- **Data to process**
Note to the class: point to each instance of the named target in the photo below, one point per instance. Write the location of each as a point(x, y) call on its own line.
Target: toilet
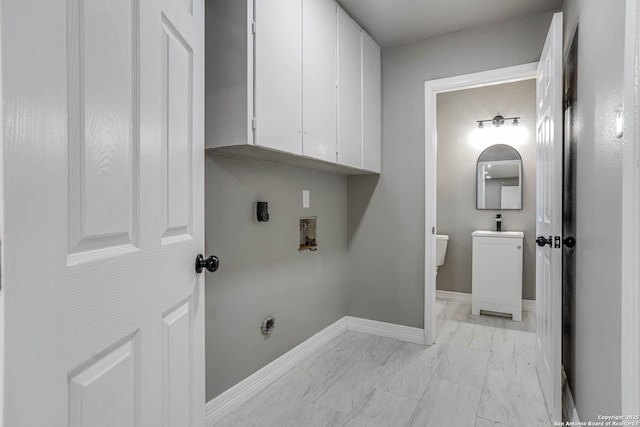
point(441, 249)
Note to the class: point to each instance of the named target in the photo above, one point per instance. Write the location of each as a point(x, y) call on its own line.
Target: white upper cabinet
point(292, 81)
point(371, 105)
point(349, 92)
point(319, 94)
point(278, 77)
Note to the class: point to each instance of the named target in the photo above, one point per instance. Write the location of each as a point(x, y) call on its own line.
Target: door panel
point(113, 378)
point(116, 215)
point(102, 138)
point(549, 219)
point(372, 104)
point(349, 92)
point(177, 366)
point(278, 75)
point(177, 119)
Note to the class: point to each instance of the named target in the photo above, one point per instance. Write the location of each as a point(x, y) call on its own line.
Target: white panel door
point(278, 74)
point(349, 92)
point(371, 104)
point(319, 94)
point(549, 220)
point(104, 315)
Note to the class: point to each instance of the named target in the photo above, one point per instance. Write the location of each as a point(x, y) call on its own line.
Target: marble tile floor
point(479, 373)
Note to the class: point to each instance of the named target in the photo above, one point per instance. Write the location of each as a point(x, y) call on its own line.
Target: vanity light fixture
point(619, 122)
point(499, 121)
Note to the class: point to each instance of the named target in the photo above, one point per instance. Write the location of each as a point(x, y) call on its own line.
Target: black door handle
point(212, 263)
point(541, 241)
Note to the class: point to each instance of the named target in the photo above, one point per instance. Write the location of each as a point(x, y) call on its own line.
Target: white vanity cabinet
point(273, 89)
point(497, 272)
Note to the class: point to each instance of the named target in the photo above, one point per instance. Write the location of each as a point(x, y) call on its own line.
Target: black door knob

- **Problem details**
Please convert all of the data above into a numbered list, skipping blank lines and leaving out the pictures.

- **Complete output**
1. Note to the class: point to each instance of the named target in the photo below, one point per instance. Write the location of each as a point(x, y) call on its own line.
2. Target: toilet
3. point(441, 249)
4. Note to the class: point to each instance of the named target in the photo above, one point per instance. Write the location of each as a point(x, y) call on its own line.
5. Target: white upper cabinet
6. point(292, 81)
7. point(371, 105)
8. point(349, 92)
9. point(319, 94)
10. point(278, 77)
11. Note to the class: point to each instance of the named target in the photo above, one point per instance. Write the location of each as a point(x, y) call on its own line.
12. Target: door panel
13. point(113, 378)
14. point(116, 215)
15. point(102, 138)
16. point(549, 219)
17. point(372, 104)
18. point(349, 92)
19. point(177, 366)
20. point(278, 75)
21. point(177, 119)
22. Note to the class: point to each instance of the named target in the photo above, one point per instance. Write the location of each as a point(x, y) call on its own line.
23. Target: white panel door
24. point(278, 74)
25. point(349, 92)
26. point(371, 104)
27. point(319, 94)
28. point(549, 220)
29. point(104, 315)
30. Note to the class: point to each instance of the named target in the photo above, one point per instance. Write the location of each as a point(x, y) call on its own line.
31. Target: marble tile floor
32. point(479, 373)
33. Note to the class: point to each instance of the named target in the photo above, one point per instance. Write the location of each as a point(x, y) call on its own line.
34. Target: vanity light fixture
35. point(619, 122)
36. point(499, 121)
37. Note to the class: point to each instance of the named target in the photo above, one point per instance. Write the location of each as a point(x, y) call on its own line.
38. Target: black door handle
39. point(212, 263)
40. point(541, 241)
41. Note to the class: point to each instance of the named target in the photo above, one point per instance. Write the location of each as a point(x, y) call on its own line.
42. Target: white vanity cabinet
43. point(273, 89)
44. point(497, 272)
45. Note to the class: point to each instance of the named target in the photo above, one point per instance. Write the location of each as a point(x, y) call on its own line.
46. Target: black door knob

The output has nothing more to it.